| PROBLEM TO WORK ON |
Find every line in the records that contains the word "plaid" and copy each of those lines.

-- Start of INPUT ROWS --

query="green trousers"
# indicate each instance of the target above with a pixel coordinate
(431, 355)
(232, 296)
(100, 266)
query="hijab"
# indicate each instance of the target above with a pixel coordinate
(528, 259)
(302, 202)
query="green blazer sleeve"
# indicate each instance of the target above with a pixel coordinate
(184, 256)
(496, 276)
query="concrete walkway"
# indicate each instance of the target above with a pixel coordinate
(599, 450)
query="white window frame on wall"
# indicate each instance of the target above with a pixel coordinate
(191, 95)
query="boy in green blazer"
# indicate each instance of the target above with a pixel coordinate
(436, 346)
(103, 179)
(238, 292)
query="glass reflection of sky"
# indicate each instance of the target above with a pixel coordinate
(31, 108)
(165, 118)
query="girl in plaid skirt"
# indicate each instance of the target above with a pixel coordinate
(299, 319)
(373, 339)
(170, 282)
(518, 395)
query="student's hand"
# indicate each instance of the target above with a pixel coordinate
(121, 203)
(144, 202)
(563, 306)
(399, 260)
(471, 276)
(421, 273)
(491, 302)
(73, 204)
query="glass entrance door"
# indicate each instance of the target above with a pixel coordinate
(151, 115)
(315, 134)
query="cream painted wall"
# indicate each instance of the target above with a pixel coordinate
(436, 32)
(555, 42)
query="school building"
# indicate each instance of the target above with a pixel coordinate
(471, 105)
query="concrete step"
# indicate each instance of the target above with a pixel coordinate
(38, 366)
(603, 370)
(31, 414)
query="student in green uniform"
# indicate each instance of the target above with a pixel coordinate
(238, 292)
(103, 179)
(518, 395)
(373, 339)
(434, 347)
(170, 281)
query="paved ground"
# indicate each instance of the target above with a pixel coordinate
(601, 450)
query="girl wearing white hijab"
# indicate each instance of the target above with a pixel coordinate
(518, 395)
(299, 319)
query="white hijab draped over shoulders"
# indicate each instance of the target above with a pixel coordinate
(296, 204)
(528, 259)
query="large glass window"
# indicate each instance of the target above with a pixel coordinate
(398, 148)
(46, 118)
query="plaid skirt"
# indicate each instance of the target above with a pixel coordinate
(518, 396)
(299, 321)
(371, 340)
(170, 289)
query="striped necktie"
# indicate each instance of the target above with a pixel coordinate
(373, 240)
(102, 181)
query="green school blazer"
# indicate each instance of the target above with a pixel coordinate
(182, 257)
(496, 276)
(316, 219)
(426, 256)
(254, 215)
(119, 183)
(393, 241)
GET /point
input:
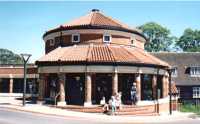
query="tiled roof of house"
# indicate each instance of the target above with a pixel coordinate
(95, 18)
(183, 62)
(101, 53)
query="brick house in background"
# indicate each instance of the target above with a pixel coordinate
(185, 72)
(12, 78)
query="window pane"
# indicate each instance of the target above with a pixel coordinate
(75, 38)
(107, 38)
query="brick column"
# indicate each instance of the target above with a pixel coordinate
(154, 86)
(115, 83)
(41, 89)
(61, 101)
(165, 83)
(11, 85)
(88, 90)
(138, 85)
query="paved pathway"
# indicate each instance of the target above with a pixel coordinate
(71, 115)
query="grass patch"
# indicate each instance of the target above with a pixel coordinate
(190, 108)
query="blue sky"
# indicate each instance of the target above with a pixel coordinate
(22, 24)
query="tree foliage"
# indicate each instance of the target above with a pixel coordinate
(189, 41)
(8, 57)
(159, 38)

-- End of INPUT ROWS --
-- Start of INPUT ROWS --

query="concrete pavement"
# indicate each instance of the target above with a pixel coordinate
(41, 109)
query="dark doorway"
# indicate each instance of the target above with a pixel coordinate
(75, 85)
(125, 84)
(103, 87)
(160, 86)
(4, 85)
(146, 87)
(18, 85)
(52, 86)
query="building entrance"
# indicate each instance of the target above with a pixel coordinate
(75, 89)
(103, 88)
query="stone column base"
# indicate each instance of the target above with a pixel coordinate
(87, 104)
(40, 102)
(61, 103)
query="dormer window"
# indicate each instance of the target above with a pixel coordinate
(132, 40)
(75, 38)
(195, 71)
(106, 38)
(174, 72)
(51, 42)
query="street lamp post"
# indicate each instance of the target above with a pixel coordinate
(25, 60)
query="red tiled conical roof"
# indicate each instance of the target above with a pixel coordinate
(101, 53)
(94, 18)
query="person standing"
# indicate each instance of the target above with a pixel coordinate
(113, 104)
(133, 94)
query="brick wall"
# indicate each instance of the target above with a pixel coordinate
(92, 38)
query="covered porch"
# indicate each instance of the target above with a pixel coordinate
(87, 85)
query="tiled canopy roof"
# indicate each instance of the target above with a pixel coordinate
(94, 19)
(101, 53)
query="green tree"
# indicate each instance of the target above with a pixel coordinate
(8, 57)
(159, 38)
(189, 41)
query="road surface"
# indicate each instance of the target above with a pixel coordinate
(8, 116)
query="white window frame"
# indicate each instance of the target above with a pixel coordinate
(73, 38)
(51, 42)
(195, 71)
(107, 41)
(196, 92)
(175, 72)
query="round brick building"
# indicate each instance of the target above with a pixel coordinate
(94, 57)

-- End of INPUT ROWS --

| WORKED ANSWER |
query="girl in plaid skirt"
query="plaid skirt"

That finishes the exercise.